Physical effects from climate change, including more frequent and severe weather events, have the potential to adversely impact our business levels and employee working conditions, cause shipping delays or disruption to our operations,

increase our operating costs, and cause damage to our property and equipment. Due to the uncertainty of these matters, we cannot estimate the effect of any future climate-related developments on our operations or financial condition at this time. These and other matters related to climate change and the related risks to our business are further discussed in Part I, Item 1 and Item 1A of our 2025 Annual Report on Form 10-K. We continue to advance sustainability initiatives by investing in innovative technologies, developing our employees, and enhancing our capabilities and services for customers.

We are involved in various legal actions, the majority of which arise in the ordinary course of business. We maintain liability insurance against certain risks arising out of the normal course of our business, subject to certain self-insured retention limits. We routinely establish and review the adequacy of reserves for estimated legal, environmental, and self-insurance exposures. While management believes that amounts accrued in the consolidated financial statements are adequate, estimates of these liabilities may change as circumstances develop. Considering amounts recorded, routine legal matters are not expected to have a material adverse effect on our financial condition, results of operations, or cash flows.

Liquidity and Capital Resources

Our primary sources of liquidity are cash, cash equivalents and short-term investments; cash generated by operations; and borrowing capacity under our revolving credit facility ("Credit Facility") or our accounts receivable securitization program ("A/R Securitization").

Cash Flow and Short-Term Investments

Components of cash and cash equivalents and short-term investments, which are further described in Note B to our consolidated financial statements included in Part I, Item 1 of this Quarterly Report on Form 10-Q, were as follows:

March 31

December 31

2026

​ ​ ​

2025

(in thousands)

Cash and cash equivalents

$

64,057

$

102,030

Short-term investments

22,390

22,204

Total

$

86,447

$

124,234

Cash, cash equivalents and short-term investments decreased $37.8 million from December 31, 2025 to March 31, 2026, primarily due to payments of long-term debt; payments for certain performance-based incentive plans and contributions to our defined contribution plan which were accrued at December 31, 2025; continued efforts to return capital to shareholders through share repurchases and dividends; and planned capital expenditures.

[Stated task] Using the report excerpt, decide whether each statement agrees with it, answering yes or no and quoting the deciding words: (a) The company can currently estimate how future climate-related developments will affect its operations. (b) Most of the company's legal actions arise in the ordinary course of business. (c) Cash, cash equivalents and short-term investments rose between December 31, 2025 and March 31, 2026.

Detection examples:

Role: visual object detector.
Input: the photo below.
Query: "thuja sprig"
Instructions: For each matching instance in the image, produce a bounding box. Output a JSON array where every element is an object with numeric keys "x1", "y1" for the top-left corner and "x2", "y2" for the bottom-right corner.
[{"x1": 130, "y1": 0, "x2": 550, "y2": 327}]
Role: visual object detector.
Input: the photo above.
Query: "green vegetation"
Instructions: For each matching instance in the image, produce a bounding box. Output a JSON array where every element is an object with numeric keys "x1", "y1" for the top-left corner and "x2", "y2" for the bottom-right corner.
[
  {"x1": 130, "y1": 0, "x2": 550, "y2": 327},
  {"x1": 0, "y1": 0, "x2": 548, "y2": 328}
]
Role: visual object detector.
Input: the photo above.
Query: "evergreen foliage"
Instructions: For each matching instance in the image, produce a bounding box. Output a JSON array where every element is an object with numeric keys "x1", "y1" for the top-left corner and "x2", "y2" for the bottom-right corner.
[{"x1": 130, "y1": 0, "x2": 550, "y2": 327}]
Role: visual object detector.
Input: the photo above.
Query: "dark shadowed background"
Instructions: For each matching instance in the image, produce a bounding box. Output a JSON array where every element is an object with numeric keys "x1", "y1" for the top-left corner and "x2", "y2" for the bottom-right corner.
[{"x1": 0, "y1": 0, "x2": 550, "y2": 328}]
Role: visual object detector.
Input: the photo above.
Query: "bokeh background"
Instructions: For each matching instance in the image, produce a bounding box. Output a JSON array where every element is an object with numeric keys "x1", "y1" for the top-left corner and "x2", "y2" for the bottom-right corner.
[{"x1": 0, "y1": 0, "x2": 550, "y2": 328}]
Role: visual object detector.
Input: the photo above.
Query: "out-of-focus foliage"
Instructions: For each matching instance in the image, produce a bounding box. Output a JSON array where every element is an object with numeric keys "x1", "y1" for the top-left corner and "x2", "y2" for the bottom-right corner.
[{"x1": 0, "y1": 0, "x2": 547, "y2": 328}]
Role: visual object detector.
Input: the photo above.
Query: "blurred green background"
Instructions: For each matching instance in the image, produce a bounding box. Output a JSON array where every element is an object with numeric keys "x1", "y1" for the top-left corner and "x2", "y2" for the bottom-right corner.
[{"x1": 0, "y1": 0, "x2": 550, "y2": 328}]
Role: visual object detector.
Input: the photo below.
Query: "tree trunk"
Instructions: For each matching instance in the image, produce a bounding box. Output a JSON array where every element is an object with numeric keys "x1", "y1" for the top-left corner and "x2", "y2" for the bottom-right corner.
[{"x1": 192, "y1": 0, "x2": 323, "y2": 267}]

[Written answer]
(a) No: "we cannot estimate the effect of any future climate-related developments on our operations or financial condition at this time"
(b) Yes: "the majority of which arise in the ordinary course of business"
(c) No: "Cash, cash equivalents and short-term investments decreased $37.8 million from December 31, 2025 to March 31, 2026"